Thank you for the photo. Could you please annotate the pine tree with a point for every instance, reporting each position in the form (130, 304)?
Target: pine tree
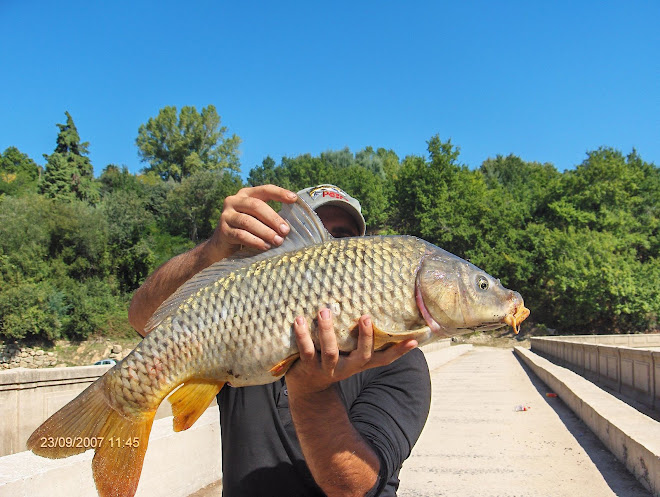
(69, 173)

________________________________________

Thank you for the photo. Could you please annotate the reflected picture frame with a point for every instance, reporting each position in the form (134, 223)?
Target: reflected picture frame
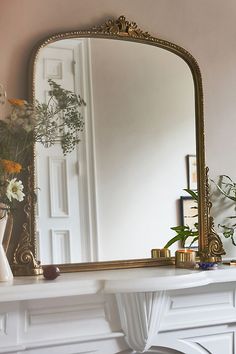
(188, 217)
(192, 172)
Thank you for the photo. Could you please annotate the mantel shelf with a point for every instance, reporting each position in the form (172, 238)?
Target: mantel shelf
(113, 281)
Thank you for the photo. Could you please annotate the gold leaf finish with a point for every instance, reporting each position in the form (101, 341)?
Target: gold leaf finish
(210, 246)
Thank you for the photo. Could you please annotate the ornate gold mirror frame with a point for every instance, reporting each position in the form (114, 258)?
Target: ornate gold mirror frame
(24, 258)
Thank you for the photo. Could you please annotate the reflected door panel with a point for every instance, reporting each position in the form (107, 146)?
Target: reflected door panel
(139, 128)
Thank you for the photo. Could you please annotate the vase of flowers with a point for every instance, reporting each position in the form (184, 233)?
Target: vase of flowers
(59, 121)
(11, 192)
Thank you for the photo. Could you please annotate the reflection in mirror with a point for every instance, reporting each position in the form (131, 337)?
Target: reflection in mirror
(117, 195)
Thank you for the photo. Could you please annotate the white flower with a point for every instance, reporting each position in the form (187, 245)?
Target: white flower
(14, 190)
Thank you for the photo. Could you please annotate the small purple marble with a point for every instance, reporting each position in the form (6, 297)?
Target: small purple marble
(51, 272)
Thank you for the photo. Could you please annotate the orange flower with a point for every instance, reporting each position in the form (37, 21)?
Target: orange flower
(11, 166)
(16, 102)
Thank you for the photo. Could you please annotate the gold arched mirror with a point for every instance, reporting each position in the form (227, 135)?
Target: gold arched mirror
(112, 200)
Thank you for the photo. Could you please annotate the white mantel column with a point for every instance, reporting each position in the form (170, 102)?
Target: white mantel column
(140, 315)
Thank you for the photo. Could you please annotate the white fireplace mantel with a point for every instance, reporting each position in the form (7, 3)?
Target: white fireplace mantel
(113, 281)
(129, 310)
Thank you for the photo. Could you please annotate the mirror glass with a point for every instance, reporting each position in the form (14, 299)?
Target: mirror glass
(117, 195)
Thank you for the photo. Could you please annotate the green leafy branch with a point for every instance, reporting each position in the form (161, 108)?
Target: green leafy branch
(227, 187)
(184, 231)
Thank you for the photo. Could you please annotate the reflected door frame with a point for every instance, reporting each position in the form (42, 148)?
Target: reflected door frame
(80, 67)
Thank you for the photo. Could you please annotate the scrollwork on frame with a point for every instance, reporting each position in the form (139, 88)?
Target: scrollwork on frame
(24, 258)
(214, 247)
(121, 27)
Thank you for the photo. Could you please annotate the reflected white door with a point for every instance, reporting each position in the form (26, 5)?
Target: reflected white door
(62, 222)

________________________________________

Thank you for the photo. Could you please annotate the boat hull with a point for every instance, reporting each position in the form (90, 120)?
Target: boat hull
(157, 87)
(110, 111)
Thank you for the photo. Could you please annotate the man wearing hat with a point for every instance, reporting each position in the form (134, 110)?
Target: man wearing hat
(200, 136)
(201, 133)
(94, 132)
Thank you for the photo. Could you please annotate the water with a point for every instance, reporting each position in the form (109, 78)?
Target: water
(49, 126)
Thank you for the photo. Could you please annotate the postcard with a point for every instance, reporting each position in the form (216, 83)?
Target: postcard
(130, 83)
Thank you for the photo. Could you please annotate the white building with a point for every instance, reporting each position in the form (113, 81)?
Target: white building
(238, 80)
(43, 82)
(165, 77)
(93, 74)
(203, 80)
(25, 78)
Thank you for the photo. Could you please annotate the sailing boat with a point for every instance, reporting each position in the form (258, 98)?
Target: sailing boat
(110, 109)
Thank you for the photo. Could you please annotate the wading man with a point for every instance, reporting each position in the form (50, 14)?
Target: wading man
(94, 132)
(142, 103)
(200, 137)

________________________________________

__TASK__: Please reproduce exactly the lines in the listing above from the one containing "form (187, 245)?" through the one containing "Thank you for the photo. Could you please annotate the mirror", both included, and nothing more.

__TASK OUTPUT__:
Thank you for the photo. Could you please annotate the white flower with a point for every instance, reporting each position in the form (187, 245)?
Target: white flower
(14, 190)
Thank you for the photo. Could you please annotate the small purple marble with a point for every instance, reporting each position in the form (6, 297)?
Target: small purple marble
(51, 272)
Thank you for the photo. Could you please annotate the orange flower with a point for every instance, reporting each position in the form (37, 21)?
Target: orange flower
(11, 166)
(16, 102)
Thank you for the photo. Could you please annotate the gold arched mirror with a point for every instance, reporting each position in the form (227, 135)?
Target: gold arched mirror
(112, 200)
Thank you for the photo. Could you please annotate the white mantel column with a point for every instance, reporting each position in the form (170, 102)?
Target: white mantel column
(140, 315)
Thank you for the photo. Could you please annotate the white fireplace mantel with a point for every instance, reporting each position in the form (7, 3)?
Target: white fireplace mantel
(113, 281)
(129, 310)
Thank you for the photo. Could you please annotate the mirror glass with a point for every instance, reporting each position in the form (14, 299)?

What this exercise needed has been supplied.